───── TEXTE FOURNI
Dans la vie, il y a des moments de remise en question, de besoin de renouveau, de challenge, de défi …
A 36 ans j’ai toujours fait du sport. Plus particulièrement de l’athlétisme depuis l’âge de 12ans (lancer de disque). Là, vous vient la question : mais que fait ce récit sur U-RUN ?
12 semaines pour se préparer !
Allez, je continue ! Amateur de rando en montagne, faisant quelques footings tranquilles 10 à 15km grand max… j’avais un rêve : faire un trail long 45km en montagne comme j’en voyais dans tant d’articles…
Ce matin-là, je me réveille et vois ce jeu concours sur U-RUN pour un ultra en Andorre… je tente ma chance ! Quelques jours plus tard, message de Sissi pour m’annoncer que j’ai gagné. Et là tout s’accélère…il ne reste plus que 86 jours pour me préparer.
Il parait que pour un Ultra il ne faut pas si prendre au dernier moment. Je crois que c’est raté pour le coup !
J’ai la chance de faire partie du club de Balma où rapidement, coach Alain me délivre mon plan d’entraînement à raison de 3-4 séances semaines. Ma vie, hors boulot et enfants, se calque donc à présent à la préparation physique et logistique.
Le physique, c’est la découverte de séances d’entraînement trail (nouveau pour moi qui étais plutôt à faire de la ppg, musculation et répétition de lancer…) : séances de fractionné en côtes, sorties longues… Les sorties, qui étaient un max en distance, avant ça, deviennent juste banales… intense mais que du plaisir en voyant ma progression à chaque sortie !
C’est aussi la découverte de nouveaux muscles en conséquence, des bobos du coureur : du musculaire, au podologique et du coup de la bobologie adéquate.
──────────
───── LIGNES
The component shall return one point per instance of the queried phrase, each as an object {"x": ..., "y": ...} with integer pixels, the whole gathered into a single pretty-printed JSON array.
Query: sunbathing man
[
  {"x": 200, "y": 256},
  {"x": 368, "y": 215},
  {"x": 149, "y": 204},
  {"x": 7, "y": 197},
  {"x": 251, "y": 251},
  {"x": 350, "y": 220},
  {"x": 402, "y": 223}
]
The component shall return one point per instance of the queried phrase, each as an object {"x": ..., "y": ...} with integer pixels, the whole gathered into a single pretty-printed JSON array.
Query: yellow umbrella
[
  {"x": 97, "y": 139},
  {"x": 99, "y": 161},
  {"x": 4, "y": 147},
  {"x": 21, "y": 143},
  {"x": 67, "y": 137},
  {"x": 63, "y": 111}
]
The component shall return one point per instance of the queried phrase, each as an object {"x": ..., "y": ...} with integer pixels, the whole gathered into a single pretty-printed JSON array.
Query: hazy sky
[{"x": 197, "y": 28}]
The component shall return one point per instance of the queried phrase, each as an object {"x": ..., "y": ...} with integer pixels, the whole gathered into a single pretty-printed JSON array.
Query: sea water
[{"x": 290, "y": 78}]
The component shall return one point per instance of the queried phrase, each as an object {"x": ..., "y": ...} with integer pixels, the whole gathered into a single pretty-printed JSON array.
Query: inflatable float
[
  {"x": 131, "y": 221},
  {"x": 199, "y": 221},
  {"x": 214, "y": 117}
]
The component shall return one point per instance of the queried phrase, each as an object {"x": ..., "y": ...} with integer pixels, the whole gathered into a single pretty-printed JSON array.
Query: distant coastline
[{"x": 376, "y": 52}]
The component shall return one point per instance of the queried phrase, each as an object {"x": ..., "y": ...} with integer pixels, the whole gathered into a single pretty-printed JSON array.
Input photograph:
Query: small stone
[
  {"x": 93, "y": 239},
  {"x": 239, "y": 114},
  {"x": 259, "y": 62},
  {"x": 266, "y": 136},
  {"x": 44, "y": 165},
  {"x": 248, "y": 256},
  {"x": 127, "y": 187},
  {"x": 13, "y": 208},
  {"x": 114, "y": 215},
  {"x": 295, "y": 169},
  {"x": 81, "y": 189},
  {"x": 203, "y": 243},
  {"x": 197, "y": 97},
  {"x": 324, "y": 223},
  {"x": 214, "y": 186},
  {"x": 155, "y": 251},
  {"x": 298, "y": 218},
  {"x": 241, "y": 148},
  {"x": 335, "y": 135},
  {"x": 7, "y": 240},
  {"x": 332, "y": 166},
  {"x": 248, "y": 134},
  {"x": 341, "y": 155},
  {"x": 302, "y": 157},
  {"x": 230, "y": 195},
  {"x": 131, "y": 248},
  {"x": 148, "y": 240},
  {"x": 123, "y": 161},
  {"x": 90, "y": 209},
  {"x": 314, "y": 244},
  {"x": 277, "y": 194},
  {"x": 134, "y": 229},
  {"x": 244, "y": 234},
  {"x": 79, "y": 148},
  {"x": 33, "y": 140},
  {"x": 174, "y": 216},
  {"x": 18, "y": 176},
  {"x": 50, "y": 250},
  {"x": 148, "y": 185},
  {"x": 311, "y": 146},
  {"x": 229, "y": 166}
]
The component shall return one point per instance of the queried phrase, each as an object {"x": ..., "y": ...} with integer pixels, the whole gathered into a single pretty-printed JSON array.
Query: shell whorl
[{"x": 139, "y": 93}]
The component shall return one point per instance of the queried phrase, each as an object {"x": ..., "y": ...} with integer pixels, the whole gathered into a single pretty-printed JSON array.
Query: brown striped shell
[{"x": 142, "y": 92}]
──────────
> **CONSIGNE**
Prolongez le récit sur la préparation à l'ultra en Andorre en reprenant juste après sa dernière phrase.

> **EXERCICE CORRIGÉ**
Mais ça fait partie de l’apprentissage et de la prépa physique et du coup de la logistique aussi pour prévoir : l’équipement préventif ou curatif pour cette bobologie-là, l’alimentation en course (facteur, que j’ai découvert, non négligeable car la tuyauterie est quand même bien mise à mal dans ces épreuves, moi qui était plutôt Aligot Saucisse en tant que bon Aveyronnais 😉)…
et je zappe le bon Camelbak, les bâtons… car j’ai opté de me servir de mes bras aussi pour grimper !
Les courses de préparation
En 12 semaines de prépa, je serai donc passé de 15km max à un 42km avec 3000m de D+ au Marathon du Mourtis (je recommande, très jolis paysages) et ça, au bout de 4 semaines d’entraînement.
4 semaines encore plus tard, direction une nouvelle fois les Pyrénées, pour enchaîner 2 épreuves dans le week-end : le KV et le 35km du Cagire. Je retiendrais le KV : une épreuve pour moi atypique et folle avec ce départ en contre la montre que j’ai trouvé super motivante et un cardio qui grimpe aussi vite que le dénivelé franchi !
Enfin, 2 semaines avant le jour J, j’ai été faire un petit repérage de l’Andorre, qui aura été utile pour la mise en confiance surtout pour la première partie de course avec le départ à minuit.
Ça m’aura aussi permis de faire mon pronostic de course avec mes temps de passage, d’une pour que mes supporters/accompagnants ne me loupent pas et de deux, pour avoir un minimum de repère. Objectif fixé à 18h45…
Objectif : 18h45 !
Et voilà le jour J qui arrive. Un peu de pression oui, mais essentiellement sur le « comment ça se passe ? », « est-ce que je n’ai pas oublié quelques choses ?… » les questions d’un jeune bizu j’imagine »
Dans ce joli petit Village d’Ordino, on est rapidement mis dans l’ambiance de cet évènement, on sent une organisation bien rodée pour cette 10ième édition.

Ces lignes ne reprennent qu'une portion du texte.